[Excerpt from a dataset]
[start]
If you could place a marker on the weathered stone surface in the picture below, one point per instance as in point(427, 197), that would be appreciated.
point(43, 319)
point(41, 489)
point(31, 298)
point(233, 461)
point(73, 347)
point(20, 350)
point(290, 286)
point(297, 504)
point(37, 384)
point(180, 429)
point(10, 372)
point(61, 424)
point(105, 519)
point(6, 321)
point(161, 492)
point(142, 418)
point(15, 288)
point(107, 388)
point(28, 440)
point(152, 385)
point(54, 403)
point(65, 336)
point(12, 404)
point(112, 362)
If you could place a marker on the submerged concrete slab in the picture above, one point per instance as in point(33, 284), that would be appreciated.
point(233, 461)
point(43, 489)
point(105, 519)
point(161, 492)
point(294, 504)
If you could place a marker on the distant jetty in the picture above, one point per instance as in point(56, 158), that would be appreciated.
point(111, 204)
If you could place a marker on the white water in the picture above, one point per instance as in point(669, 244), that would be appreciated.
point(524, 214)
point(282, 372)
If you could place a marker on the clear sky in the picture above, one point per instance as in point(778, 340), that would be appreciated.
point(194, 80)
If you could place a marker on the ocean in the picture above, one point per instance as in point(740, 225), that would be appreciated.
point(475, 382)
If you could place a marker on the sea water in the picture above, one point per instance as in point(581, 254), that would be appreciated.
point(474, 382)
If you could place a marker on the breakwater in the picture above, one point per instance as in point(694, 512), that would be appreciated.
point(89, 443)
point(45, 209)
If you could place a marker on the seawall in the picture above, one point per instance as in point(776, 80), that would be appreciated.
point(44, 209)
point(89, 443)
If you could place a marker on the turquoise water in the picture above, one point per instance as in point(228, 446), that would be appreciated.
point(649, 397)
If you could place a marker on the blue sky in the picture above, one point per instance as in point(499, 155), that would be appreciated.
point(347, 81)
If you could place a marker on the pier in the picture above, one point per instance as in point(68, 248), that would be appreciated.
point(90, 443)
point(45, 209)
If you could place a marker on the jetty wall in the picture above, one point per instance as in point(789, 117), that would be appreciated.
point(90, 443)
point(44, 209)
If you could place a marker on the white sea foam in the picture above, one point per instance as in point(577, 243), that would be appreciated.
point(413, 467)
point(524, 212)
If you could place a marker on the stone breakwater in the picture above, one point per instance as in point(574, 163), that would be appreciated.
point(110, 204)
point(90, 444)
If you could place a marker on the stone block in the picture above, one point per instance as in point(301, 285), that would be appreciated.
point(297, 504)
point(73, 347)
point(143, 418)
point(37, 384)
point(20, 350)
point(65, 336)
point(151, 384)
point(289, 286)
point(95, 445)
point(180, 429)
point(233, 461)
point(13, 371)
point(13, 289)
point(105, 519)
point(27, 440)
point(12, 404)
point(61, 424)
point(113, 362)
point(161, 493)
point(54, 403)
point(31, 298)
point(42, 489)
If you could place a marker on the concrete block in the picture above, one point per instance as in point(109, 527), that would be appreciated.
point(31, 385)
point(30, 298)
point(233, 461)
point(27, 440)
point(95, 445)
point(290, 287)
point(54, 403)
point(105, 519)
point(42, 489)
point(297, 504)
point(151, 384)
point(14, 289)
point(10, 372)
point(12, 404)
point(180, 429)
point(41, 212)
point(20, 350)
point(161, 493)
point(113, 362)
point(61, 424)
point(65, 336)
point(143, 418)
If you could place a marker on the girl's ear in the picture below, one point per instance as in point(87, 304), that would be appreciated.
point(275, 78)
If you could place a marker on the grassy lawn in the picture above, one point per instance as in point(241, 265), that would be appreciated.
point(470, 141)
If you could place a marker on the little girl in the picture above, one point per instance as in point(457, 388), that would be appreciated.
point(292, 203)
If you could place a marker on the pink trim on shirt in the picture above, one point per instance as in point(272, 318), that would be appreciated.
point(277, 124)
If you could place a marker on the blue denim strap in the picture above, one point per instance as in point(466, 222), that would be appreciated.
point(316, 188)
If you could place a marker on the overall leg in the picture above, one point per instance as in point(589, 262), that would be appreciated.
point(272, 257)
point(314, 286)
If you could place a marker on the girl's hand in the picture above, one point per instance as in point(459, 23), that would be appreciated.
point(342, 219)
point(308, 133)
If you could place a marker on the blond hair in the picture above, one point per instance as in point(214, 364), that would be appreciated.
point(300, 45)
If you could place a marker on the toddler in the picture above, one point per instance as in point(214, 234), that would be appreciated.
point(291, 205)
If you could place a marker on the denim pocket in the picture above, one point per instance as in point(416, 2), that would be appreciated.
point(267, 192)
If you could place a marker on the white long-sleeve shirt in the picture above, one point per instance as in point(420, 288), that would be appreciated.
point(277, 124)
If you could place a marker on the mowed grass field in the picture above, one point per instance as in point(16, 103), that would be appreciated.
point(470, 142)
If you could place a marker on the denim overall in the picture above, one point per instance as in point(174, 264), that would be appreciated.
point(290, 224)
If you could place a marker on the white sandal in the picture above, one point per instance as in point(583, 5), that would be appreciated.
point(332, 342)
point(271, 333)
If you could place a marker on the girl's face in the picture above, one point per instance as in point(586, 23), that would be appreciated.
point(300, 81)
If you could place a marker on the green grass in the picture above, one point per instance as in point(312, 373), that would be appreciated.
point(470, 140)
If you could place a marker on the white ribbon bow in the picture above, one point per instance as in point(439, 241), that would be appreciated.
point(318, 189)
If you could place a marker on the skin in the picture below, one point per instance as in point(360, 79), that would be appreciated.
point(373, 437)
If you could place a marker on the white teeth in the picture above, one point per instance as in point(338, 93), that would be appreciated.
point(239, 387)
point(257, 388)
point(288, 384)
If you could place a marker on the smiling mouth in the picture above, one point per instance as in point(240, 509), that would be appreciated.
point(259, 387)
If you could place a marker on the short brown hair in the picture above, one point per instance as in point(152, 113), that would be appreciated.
[end]
→ **REQUIREMENTS**
Write out all of the records above, word for word, changing nothing.

→ **THE RESPONSE**
If you could place a marker on the weathered stone surface in the picture below, one point per instance as in point(427, 197), that would be appreciated.
point(43, 319)
point(41, 489)
point(31, 298)
point(233, 461)
point(73, 347)
point(20, 350)
point(290, 286)
point(297, 504)
point(37, 384)
point(180, 429)
point(10, 372)
point(61, 424)
point(105, 519)
point(6, 321)
point(161, 492)
point(142, 418)
point(15, 288)
point(107, 388)
point(28, 440)
point(152, 385)
point(54, 403)
point(65, 336)
point(12, 404)
point(112, 362)
If you could place a marker on the submerged concrete slab in the picture above, one point per instance as in point(33, 284), that would be appreciated.
point(233, 461)
point(43, 489)
point(105, 519)
point(161, 492)
point(294, 504)
If you could place a marker on the distant jetty in the picture above, one point per instance as in point(56, 158), that would be appreciated.
point(111, 204)
If you could place a marker on the white water in the picture above, one point per instance as in point(669, 244), that would be appreciated.
point(524, 214)
point(282, 372)
If you could place a marker on the clear sky in the picture above, one point per instance as in point(778, 340), that would be appreciated.
point(194, 80)
If you could place a marker on the ocean in the picture above, one point per instance as in point(740, 225), that would be appreciated.
point(475, 382)
If you could place a marker on the sea water in the picture above, one point per instance as in point(581, 254), that would be appreciated.
point(474, 382)
If you could place a marker on the breakwater in the picture above, one point per instance as in point(694, 512), that would be appreciated.
point(89, 443)
point(45, 209)
If you could place a marker on the seawall in the picture above, one point per instance as in point(776, 80), that would be appreciated.
point(44, 209)
point(89, 443)
If you could place a marker on the turquoise water in the picture above, one point per instance as in point(228, 446), that would be appreciated.
point(649, 397)
If you could place a marker on the blue sky in the picture above, one point per instance as in point(499, 155), that would be appreciated.
point(347, 81)
If you could place a marker on the pier in the picture above, one point per instance as in point(68, 248), that would be appreciated.
point(90, 443)
point(45, 209)
If you could place a marker on the jetty wall in the picture above, one point per instance as in point(789, 117), that would be appreciated.
point(90, 443)
point(44, 209)
If you could place a marker on the white sea foam in the picture above, one point per instance as in point(577, 243), that would be appreciated.
point(413, 467)
point(524, 212)
If you could place a marker on the stone breakwater in the picture above, one point per instance as in point(574, 163), that would be appreciated.
point(110, 204)
point(90, 444)
If you could place a marker on the stone block in the picture above, one point per instance as in point(301, 285), that would be appreciated.
point(297, 504)
point(73, 347)
point(143, 418)
point(37, 384)
point(20, 350)
point(65, 336)
point(151, 384)
point(289, 286)
point(95, 445)
point(180, 429)
point(233, 461)
point(13, 371)
point(13, 289)
point(105, 519)
point(27, 440)
point(12, 404)
point(61, 424)
point(113, 362)
point(161, 493)
point(54, 403)
point(31, 298)
point(42, 489)
If you could place a marker on the concrete block in the picture above, one point per instance as in point(109, 527), that would be appreciated.
point(31, 385)
point(30, 298)
point(233, 461)
point(27, 440)
point(95, 445)
point(290, 287)
point(54, 403)
point(105, 519)
point(42, 489)
point(297, 504)
point(151, 384)
point(14, 289)
point(10, 372)
point(12, 404)
point(180, 429)
point(41, 212)
point(20, 350)
point(161, 493)
point(113, 362)
point(61, 424)
point(65, 336)
point(143, 418)
If you could place a marker on the girl's ear in the picture below, one point per instance as in point(87, 304), that would be appreciated.
point(275, 78)
If you could place a marker on the grassy lawn in the picture above, one point per instance as in point(241, 265), that would be appreciated.
point(470, 141)
If you could place a marker on the little girl in the picture above, one point per instance as in point(457, 388), that would be appreciated.
point(292, 203)
If you could place a marker on the pink trim on shirt in the picture above, one point per instance as in point(272, 318), that would be appreciated.
point(277, 124)
If you could place a marker on the blue denim strap in the picture above, one point per instance as in point(466, 222), that would be appreciated.
point(316, 188)
If you could place a marker on the overall leg in the picture above, one point per instance as in point(589, 262), that would be appreciated.
point(272, 257)
point(314, 286)
If you could place a marker on the girl's hand in the picture above, one point per instance as in point(459, 23), that would be appreciated.
point(342, 219)
point(308, 133)
If you could place a marker on the blond hair in the picture above, one point per instance as in point(214, 364), that would be appreciated.
point(300, 45)
If you could place a marker on the toddler in the picture above, one point per instance as in point(214, 234), that would be appreciated.
point(291, 205)
If you could place a marker on the denim pocket in the picture above, one point per instance as in point(416, 2), that would be appreciated.
point(267, 192)
If you could place a marker on the white long-sleeve shirt in the picture above, one point per instance as in point(420, 288), that would be appreciated.
point(277, 124)
If you could place a marker on the mowed grass field in the picture above, one point per instance as in point(16, 103), that would be appreciated.
point(470, 142)
If you could place a marker on the denim overall in the picture above, one point per instance as in point(174, 264), that would be appreciated.
point(290, 224)
If you could place a marker on the white sandal in the picture above, one point per instance as in point(583, 5), that would be appreciated.
point(332, 342)
point(271, 333)
If you could place a marker on the girl's face in the picture above, one point per instance as in point(586, 23), that would be appreciated.
point(300, 81)
If you could place a marker on the green grass in the picture above, one point per instance as in point(312, 373), that would be appreciated.
point(470, 140)
If you could place a marker on the white ribbon bow in the picture above, one point per instance as in point(439, 241), that would be appreciated.
point(318, 189)
If you could place a marker on the skin in the picture below, one point per instance as in point(360, 79), that would be appreciated.
point(373, 437)
If you could place a marker on the white teeth in the picture above, one point per instance as in point(338, 93), that would be appreciated.
point(239, 387)
point(257, 388)
point(288, 384)
If you could place a marker on the smiling mouth in the picture above, one point per instance as in point(240, 509), that would be appreciated.
point(259, 387)
If you could place a marker on the short brown hair in the picture above, one point per instance as in point(152, 113), that would be appreciated.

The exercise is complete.